**ENTRIES SUPPLIED:**
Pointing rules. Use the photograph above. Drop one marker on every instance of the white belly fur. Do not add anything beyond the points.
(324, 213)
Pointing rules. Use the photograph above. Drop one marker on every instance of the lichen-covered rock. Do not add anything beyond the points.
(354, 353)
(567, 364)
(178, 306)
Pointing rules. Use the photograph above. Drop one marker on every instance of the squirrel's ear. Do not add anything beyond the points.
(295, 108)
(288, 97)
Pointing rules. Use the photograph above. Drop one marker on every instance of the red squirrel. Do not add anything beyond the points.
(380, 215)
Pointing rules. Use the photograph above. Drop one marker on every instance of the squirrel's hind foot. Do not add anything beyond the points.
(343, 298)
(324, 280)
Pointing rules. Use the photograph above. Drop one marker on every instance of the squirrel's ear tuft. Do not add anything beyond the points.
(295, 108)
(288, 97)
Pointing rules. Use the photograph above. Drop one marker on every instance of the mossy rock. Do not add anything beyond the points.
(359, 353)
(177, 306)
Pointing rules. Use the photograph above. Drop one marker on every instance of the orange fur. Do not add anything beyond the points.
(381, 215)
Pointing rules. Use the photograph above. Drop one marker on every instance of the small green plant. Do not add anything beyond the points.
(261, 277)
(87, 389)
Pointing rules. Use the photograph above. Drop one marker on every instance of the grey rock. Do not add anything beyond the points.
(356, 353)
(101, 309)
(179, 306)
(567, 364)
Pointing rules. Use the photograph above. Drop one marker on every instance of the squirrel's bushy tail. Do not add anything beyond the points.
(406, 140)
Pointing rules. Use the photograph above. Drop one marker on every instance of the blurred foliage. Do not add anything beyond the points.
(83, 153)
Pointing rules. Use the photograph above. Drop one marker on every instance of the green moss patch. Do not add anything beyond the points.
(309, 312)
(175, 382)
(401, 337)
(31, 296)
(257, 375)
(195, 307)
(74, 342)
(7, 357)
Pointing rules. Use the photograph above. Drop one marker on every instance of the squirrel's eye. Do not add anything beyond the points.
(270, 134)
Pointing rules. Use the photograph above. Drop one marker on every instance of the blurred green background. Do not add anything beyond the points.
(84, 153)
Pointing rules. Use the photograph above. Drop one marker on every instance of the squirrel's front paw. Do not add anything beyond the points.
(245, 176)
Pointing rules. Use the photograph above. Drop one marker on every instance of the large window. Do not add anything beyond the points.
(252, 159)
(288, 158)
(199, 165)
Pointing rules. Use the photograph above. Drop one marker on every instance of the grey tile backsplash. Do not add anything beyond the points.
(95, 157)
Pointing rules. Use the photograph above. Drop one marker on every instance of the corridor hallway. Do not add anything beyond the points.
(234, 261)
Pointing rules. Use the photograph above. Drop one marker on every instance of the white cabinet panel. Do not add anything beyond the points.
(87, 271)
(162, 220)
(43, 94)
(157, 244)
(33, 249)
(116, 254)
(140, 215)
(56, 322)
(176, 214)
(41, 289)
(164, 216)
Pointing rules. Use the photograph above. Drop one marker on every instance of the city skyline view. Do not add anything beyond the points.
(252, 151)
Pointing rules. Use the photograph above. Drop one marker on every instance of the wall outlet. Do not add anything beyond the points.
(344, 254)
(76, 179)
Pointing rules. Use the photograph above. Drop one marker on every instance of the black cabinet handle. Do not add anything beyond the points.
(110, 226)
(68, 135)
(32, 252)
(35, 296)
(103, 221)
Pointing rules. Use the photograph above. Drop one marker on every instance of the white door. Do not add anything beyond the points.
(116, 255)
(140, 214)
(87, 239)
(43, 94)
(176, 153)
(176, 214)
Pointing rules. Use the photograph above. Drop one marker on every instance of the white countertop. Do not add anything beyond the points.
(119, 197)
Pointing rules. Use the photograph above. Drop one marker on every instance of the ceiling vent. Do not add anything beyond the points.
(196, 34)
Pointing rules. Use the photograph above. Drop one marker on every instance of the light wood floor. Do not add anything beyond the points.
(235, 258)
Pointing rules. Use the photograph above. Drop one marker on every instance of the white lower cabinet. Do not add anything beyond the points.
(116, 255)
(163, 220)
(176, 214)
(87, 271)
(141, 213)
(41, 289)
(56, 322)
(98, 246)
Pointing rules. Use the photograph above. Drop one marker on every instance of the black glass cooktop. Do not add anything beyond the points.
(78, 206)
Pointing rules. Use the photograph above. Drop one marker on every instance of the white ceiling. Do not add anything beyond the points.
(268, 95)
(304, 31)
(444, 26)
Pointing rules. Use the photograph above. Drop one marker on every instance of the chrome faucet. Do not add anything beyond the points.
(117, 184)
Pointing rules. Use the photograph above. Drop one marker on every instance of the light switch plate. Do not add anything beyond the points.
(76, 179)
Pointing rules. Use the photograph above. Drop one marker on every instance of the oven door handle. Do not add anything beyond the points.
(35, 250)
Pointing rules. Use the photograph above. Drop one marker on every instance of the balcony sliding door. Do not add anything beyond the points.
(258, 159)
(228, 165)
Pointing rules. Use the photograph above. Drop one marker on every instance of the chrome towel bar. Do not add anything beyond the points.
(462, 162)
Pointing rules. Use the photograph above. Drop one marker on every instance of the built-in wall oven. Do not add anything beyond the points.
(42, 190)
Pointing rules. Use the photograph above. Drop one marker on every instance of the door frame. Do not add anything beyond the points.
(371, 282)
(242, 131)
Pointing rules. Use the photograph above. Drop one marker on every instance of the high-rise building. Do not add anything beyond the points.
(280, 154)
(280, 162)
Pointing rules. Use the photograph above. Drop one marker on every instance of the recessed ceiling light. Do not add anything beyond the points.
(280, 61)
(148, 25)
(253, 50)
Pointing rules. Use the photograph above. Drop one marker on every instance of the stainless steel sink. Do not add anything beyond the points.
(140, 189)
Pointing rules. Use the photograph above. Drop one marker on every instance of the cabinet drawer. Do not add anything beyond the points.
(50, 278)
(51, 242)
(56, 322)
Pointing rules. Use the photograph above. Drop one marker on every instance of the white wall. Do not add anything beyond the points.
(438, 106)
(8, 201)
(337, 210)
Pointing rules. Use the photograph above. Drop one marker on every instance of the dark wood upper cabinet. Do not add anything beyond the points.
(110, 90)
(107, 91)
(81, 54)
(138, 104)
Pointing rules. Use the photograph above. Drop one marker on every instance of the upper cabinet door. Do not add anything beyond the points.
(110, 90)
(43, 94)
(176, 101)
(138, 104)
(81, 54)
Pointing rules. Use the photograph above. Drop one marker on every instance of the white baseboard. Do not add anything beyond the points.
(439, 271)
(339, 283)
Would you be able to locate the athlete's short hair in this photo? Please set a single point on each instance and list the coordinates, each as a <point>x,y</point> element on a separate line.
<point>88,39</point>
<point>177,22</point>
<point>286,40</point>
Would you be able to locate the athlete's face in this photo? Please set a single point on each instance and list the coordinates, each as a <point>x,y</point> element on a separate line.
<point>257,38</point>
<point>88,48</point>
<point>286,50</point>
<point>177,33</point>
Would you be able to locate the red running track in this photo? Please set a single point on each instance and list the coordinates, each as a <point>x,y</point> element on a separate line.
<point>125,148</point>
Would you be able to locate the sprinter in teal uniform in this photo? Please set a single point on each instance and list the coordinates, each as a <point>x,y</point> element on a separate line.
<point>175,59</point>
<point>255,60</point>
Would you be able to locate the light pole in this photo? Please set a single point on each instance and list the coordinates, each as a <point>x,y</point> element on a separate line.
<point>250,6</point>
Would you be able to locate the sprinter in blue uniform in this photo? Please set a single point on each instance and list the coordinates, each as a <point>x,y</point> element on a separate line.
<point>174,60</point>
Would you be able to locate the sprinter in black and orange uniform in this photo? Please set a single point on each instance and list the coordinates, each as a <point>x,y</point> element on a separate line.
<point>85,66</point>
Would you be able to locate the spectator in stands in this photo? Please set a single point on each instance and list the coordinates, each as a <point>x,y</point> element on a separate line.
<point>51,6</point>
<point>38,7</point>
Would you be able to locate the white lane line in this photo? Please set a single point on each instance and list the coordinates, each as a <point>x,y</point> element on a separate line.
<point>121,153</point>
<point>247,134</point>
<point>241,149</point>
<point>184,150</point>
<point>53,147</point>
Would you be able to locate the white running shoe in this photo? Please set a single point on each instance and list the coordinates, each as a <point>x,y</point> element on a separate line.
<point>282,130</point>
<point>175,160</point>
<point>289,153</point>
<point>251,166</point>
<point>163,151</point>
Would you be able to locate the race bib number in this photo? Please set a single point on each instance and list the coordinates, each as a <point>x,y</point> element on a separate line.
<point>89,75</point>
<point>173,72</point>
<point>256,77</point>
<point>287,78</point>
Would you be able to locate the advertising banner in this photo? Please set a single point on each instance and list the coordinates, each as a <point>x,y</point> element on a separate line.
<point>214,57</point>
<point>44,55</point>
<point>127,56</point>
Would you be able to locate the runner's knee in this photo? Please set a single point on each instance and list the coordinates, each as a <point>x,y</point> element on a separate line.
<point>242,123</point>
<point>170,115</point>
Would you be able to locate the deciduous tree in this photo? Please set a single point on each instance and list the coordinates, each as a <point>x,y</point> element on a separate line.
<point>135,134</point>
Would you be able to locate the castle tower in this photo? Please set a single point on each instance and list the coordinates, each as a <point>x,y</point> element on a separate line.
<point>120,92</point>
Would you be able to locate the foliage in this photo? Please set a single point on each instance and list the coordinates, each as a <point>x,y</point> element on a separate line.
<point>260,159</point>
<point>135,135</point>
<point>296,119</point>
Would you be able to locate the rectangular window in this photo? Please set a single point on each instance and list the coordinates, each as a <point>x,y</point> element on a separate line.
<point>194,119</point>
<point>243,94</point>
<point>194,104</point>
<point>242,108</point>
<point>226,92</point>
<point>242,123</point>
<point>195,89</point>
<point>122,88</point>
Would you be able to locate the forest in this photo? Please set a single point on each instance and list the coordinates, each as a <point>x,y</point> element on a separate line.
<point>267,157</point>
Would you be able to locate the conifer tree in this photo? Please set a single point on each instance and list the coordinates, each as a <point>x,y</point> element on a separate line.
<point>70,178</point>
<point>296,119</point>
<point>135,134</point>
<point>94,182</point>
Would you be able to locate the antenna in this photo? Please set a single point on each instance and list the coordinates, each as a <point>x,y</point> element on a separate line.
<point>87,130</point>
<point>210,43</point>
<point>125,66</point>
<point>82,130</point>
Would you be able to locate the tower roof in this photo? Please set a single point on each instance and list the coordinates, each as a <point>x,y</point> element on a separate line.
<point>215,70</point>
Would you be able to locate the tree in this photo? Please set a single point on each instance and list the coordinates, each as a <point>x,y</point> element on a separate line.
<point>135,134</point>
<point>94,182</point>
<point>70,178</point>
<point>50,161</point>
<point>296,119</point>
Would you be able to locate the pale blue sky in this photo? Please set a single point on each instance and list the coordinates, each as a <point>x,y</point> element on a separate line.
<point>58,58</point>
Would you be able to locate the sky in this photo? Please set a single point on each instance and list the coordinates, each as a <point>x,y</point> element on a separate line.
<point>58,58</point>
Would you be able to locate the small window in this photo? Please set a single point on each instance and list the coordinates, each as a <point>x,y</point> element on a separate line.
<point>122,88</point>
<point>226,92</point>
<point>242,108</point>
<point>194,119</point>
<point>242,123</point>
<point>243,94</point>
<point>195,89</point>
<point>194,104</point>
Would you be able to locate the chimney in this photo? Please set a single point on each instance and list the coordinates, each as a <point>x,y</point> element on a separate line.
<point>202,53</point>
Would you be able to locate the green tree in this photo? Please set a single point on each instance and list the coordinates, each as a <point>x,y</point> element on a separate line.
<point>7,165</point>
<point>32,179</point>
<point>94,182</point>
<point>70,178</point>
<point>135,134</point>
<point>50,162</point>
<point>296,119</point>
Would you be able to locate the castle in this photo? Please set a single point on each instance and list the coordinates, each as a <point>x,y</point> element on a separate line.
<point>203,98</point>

**TASK STATEMENT:** From the line that contains "Would you be able to locate the castle in" through the final line of the entries above, every line must be reproduced exactly and nothing more.

**RESULT OF THE TASK:**
Would you be able to locate the castle in this photo? Please set a single point on each instance and list the coordinates, each as a <point>x,y</point> element on a separate line.
<point>203,98</point>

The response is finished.